◆ Stored items:
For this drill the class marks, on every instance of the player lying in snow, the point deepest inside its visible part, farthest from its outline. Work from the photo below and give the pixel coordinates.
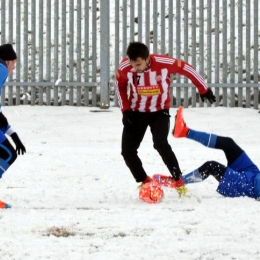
(241, 177)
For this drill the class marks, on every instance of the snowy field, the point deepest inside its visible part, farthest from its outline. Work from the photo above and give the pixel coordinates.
(73, 197)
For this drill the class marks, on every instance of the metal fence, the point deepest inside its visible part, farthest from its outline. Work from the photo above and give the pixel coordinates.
(82, 42)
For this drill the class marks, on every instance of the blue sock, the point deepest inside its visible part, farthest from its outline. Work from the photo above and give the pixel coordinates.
(3, 167)
(192, 177)
(206, 139)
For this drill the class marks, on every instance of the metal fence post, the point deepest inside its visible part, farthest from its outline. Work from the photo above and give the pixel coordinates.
(104, 54)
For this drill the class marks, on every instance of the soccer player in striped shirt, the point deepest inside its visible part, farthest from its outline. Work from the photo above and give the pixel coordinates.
(148, 104)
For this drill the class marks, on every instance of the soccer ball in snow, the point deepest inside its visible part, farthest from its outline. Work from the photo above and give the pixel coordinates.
(151, 193)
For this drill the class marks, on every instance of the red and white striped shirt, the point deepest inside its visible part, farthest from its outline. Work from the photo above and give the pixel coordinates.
(149, 90)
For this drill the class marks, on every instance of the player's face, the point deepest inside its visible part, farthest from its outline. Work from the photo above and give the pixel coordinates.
(11, 66)
(139, 64)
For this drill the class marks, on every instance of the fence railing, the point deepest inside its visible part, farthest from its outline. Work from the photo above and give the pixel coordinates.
(82, 42)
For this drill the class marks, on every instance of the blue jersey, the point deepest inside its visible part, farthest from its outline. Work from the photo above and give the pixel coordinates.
(238, 179)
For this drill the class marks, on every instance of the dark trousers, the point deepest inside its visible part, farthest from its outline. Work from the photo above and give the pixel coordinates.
(232, 152)
(132, 137)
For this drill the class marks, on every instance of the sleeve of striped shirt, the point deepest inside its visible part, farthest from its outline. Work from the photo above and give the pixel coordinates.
(121, 83)
(185, 69)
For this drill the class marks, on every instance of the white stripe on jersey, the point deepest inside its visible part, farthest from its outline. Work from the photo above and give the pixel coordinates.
(196, 75)
(120, 103)
(165, 88)
(164, 60)
(124, 64)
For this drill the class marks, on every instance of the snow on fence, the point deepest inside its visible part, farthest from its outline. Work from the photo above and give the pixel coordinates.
(82, 42)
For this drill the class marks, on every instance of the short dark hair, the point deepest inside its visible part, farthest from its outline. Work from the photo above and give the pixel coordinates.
(137, 50)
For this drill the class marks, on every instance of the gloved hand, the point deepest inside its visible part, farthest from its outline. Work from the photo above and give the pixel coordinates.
(127, 117)
(20, 149)
(3, 121)
(209, 96)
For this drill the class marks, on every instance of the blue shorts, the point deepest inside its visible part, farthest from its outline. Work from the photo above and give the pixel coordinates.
(239, 178)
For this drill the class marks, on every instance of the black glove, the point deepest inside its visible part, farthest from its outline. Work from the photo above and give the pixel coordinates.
(3, 121)
(20, 149)
(127, 117)
(209, 96)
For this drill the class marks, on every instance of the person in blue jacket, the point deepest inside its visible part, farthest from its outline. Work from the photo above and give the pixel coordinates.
(241, 177)
(7, 152)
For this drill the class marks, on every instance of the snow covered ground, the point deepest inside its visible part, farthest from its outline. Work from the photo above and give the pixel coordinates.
(73, 197)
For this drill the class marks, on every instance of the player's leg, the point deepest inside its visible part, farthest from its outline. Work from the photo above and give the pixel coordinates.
(160, 123)
(227, 144)
(132, 137)
(7, 157)
(7, 154)
(213, 168)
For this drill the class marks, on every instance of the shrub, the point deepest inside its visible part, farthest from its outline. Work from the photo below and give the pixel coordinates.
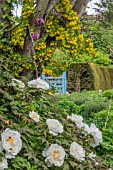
(37, 135)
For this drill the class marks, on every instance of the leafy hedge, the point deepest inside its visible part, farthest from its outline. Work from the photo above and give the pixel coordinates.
(88, 76)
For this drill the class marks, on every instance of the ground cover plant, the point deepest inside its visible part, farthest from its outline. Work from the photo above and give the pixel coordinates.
(96, 107)
(38, 134)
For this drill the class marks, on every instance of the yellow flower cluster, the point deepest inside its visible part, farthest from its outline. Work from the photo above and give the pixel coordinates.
(28, 8)
(68, 33)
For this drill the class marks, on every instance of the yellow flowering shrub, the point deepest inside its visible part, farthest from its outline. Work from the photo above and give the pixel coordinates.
(65, 26)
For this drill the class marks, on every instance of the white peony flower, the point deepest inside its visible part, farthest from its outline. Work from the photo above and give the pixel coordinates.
(76, 119)
(17, 83)
(55, 155)
(77, 151)
(96, 134)
(11, 142)
(91, 156)
(33, 115)
(54, 126)
(3, 164)
(39, 84)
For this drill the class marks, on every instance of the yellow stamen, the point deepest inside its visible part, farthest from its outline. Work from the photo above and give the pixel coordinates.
(10, 140)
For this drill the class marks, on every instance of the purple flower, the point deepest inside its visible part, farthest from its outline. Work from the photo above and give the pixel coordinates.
(35, 36)
(40, 21)
(27, 48)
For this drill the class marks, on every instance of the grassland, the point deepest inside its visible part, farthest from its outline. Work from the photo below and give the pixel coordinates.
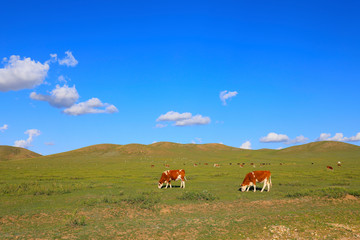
(110, 192)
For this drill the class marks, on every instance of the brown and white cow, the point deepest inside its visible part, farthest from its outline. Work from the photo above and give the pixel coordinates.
(256, 176)
(175, 175)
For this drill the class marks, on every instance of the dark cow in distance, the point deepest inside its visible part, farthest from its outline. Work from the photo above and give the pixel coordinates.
(256, 176)
(175, 175)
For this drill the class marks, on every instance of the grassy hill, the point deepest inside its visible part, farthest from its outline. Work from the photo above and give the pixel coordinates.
(323, 146)
(11, 153)
(109, 191)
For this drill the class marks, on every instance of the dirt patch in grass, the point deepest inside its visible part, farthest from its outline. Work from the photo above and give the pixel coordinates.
(304, 218)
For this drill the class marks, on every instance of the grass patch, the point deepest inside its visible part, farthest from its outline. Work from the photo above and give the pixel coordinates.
(325, 192)
(198, 196)
(39, 188)
(76, 220)
(145, 200)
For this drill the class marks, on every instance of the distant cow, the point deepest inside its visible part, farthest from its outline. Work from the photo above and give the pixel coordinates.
(175, 175)
(256, 176)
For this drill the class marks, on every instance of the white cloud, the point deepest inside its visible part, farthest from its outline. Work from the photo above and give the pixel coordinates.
(353, 138)
(337, 137)
(274, 137)
(323, 137)
(159, 125)
(27, 143)
(4, 127)
(184, 119)
(23, 73)
(195, 120)
(174, 116)
(93, 105)
(298, 139)
(224, 95)
(327, 137)
(59, 97)
(246, 145)
(69, 60)
(197, 141)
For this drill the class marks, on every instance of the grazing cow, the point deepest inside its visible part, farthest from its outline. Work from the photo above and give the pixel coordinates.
(256, 176)
(175, 175)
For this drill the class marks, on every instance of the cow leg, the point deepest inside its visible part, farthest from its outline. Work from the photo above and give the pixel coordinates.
(265, 184)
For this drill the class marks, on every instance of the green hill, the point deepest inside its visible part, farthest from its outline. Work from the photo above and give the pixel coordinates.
(11, 153)
(319, 147)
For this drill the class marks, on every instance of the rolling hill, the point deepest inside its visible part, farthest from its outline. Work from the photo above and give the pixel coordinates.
(11, 153)
(319, 147)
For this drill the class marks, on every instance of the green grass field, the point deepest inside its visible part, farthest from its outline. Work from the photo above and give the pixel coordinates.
(110, 192)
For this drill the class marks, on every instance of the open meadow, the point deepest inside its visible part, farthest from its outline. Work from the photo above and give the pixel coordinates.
(110, 192)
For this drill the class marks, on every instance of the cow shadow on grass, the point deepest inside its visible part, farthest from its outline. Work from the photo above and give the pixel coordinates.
(252, 189)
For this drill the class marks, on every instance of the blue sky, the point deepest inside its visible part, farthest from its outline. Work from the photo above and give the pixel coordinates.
(150, 71)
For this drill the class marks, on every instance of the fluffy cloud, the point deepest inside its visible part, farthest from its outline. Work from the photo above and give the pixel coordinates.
(338, 137)
(4, 127)
(197, 141)
(353, 138)
(159, 125)
(327, 137)
(23, 73)
(93, 105)
(246, 145)
(27, 143)
(224, 95)
(298, 139)
(174, 116)
(184, 119)
(69, 60)
(195, 120)
(60, 97)
(274, 137)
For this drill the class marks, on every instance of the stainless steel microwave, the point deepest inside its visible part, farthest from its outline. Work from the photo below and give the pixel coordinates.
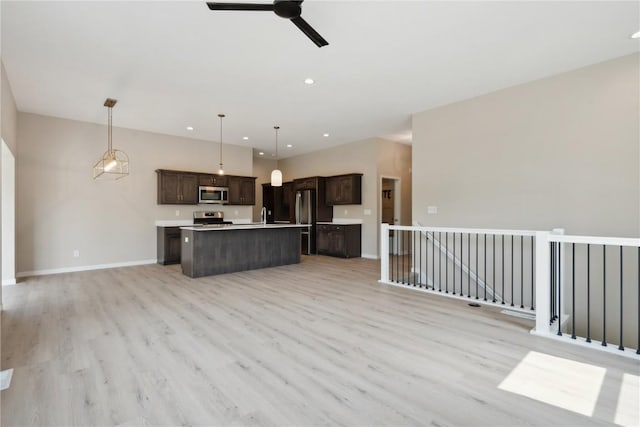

◆ TASK DESCRIPTION:
Render the lines of the entries as a JSON list of strings, one string per line, starting at the line that contains "blue sky, the" and ending at the close of the entries, with both ends included. Omit blank lines and leave the pictures out.

◆ THE REPLY:
[
  "For this drill the class marks, on every instance of the blue sky, the point deepest inside its visible part, farthest from its outline. Work from the photo above and give the pixel coordinates.",
  "(150, 71)",
  "For this drill the class marks, on every instance of the fluffy cloud, the point deepest inside its visible part, farthest from its outline. Work from the photo above and give the pixel coordinates.",
  "(338, 137)",
  "(4, 127)",
  "(197, 141)",
  "(353, 138)",
  "(159, 125)",
  "(327, 137)",
  "(23, 73)",
  "(93, 105)",
  "(246, 145)",
  "(27, 143)",
  "(224, 95)",
  "(298, 139)",
  "(174, 116)",
  "(184, 119)",
  "(69, 60)",
  "(195, 120)",
  "(60, 97)",
  "(274, 137)",
  "For this drill the class marks, on every instance of the stainless steel microwave, the point deepest inside its visible part, farthest from its outline. Work from the photo below and give the pixel coordinates."
]